Dataset records:
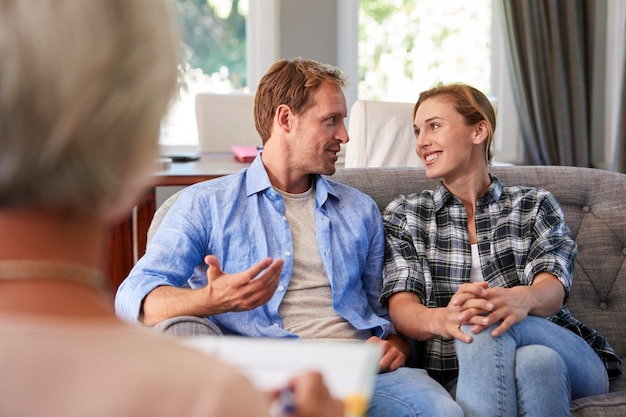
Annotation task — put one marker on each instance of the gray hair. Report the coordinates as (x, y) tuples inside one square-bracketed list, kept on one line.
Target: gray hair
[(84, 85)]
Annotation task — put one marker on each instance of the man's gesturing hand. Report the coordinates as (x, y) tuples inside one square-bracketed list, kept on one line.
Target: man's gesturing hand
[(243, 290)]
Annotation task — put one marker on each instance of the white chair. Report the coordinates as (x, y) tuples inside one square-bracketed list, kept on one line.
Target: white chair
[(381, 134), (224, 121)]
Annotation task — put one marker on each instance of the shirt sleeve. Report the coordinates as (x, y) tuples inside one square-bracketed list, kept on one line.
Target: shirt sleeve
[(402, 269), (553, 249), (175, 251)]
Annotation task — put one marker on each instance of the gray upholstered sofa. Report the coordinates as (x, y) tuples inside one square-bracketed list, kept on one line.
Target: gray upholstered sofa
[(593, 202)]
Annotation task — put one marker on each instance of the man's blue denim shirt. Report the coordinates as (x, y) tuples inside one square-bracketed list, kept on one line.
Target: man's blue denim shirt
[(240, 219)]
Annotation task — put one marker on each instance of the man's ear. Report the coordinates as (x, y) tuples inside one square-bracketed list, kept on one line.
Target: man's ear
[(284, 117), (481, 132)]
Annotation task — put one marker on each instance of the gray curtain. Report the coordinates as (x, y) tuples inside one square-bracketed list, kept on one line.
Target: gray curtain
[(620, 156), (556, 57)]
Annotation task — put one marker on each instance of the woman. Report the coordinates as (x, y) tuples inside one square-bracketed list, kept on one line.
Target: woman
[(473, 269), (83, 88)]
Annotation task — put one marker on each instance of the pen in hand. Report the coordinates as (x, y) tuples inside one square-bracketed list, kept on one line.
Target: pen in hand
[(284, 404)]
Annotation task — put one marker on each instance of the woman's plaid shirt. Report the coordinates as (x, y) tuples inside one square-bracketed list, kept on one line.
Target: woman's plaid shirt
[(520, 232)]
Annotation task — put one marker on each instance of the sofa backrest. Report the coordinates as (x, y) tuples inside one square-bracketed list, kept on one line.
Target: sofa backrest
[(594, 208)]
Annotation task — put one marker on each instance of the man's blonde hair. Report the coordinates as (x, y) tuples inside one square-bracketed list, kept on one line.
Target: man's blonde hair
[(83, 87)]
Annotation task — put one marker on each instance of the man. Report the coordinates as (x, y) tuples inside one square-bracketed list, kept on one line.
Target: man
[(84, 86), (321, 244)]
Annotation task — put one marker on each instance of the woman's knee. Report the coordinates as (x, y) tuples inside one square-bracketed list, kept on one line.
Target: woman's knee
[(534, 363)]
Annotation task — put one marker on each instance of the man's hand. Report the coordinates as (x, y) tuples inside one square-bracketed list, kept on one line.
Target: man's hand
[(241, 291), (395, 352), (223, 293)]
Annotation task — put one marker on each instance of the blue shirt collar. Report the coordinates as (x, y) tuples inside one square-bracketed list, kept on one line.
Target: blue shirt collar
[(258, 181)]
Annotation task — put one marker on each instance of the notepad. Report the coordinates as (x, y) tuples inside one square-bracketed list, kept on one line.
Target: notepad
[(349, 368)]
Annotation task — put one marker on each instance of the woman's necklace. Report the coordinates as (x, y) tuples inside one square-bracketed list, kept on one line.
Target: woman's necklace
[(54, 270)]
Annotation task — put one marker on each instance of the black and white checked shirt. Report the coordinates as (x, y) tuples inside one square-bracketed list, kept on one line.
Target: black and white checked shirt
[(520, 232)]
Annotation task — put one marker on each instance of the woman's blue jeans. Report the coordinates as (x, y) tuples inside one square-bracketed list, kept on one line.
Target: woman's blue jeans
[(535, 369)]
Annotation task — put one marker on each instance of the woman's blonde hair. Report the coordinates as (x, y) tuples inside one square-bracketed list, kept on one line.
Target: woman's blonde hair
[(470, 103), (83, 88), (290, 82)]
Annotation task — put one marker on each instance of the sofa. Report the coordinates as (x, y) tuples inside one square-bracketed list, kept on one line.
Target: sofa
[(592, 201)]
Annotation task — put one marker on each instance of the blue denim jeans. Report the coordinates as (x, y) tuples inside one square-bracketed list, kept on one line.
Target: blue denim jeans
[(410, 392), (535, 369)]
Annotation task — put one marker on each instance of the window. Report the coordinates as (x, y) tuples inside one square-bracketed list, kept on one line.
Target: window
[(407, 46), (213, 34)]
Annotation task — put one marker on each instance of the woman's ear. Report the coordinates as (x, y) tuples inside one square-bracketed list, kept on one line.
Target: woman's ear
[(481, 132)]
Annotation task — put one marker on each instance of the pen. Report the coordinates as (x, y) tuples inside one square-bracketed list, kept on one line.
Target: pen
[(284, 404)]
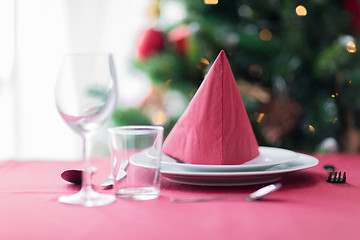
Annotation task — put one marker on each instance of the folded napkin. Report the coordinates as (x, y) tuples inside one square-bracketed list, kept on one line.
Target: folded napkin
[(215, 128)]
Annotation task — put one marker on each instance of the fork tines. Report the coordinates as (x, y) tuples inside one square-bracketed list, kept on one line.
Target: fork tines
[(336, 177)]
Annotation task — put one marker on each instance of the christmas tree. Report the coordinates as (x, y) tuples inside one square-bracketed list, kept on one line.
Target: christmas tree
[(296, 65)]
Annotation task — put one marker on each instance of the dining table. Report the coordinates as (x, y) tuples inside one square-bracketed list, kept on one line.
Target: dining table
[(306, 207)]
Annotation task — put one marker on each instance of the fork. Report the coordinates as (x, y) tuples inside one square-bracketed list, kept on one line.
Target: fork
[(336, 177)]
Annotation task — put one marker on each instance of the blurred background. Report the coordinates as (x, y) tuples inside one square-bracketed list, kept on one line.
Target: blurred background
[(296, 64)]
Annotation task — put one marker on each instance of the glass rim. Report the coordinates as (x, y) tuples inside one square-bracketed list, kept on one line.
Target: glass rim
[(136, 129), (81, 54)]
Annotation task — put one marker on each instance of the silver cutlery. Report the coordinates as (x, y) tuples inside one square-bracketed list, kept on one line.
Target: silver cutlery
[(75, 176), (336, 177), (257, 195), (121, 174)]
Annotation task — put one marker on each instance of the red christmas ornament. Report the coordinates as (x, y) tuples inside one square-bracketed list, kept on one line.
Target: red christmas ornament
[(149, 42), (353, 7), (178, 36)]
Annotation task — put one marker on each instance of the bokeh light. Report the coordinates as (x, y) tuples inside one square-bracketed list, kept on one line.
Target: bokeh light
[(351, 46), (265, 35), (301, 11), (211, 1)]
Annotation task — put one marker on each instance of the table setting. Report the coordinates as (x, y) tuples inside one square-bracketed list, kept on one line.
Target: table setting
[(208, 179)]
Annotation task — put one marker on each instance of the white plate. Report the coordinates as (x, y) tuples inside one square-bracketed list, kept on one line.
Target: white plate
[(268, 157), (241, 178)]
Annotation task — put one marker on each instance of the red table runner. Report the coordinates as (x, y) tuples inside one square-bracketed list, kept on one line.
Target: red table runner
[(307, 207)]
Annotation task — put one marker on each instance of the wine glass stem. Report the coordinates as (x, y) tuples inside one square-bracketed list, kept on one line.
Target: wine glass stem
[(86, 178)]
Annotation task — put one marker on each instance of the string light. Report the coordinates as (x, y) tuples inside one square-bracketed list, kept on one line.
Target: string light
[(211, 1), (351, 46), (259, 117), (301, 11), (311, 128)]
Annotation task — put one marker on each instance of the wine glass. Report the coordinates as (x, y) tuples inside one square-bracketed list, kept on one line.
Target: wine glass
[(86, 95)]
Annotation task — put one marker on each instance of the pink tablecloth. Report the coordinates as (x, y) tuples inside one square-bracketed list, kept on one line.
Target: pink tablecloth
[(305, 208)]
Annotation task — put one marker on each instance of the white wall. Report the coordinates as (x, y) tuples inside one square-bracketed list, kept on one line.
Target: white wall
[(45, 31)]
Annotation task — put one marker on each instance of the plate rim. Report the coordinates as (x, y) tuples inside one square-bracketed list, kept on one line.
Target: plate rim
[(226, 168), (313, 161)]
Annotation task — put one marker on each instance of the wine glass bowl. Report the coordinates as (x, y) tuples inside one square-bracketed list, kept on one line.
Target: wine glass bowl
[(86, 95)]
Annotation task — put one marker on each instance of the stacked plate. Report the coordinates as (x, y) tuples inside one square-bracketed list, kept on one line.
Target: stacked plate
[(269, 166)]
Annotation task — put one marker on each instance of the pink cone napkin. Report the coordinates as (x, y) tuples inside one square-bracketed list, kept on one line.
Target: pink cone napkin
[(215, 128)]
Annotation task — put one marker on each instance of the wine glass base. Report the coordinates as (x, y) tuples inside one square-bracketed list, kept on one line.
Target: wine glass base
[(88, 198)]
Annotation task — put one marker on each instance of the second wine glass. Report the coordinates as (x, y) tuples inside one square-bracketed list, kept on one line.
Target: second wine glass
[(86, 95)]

- Work item: Retype the records above, but only those lines that fall between the line containing "of the sofa." and the line containing "of the window.", with both of those lines included, exactly as written.

- Response to the task:
Annotation task — put one marker on each instance of the sofa. Report the coordinates as (x, y) tuples inside one square-bracketed list, kept on one line.
Target: sofa
[(592, 201)]
Annotation task — put one marker on each instance of the blue denim jeans. Report the coordinates as (x, y) tuples inside one square-bracketed list, kept on one line.
Target: blue denim jeans
[(410, 392), (535, 369)]
Annotation task — put one marker on each instance of the window. Report the coordinates as (x, y) tuples inside one square-bracketed list, kept on one line.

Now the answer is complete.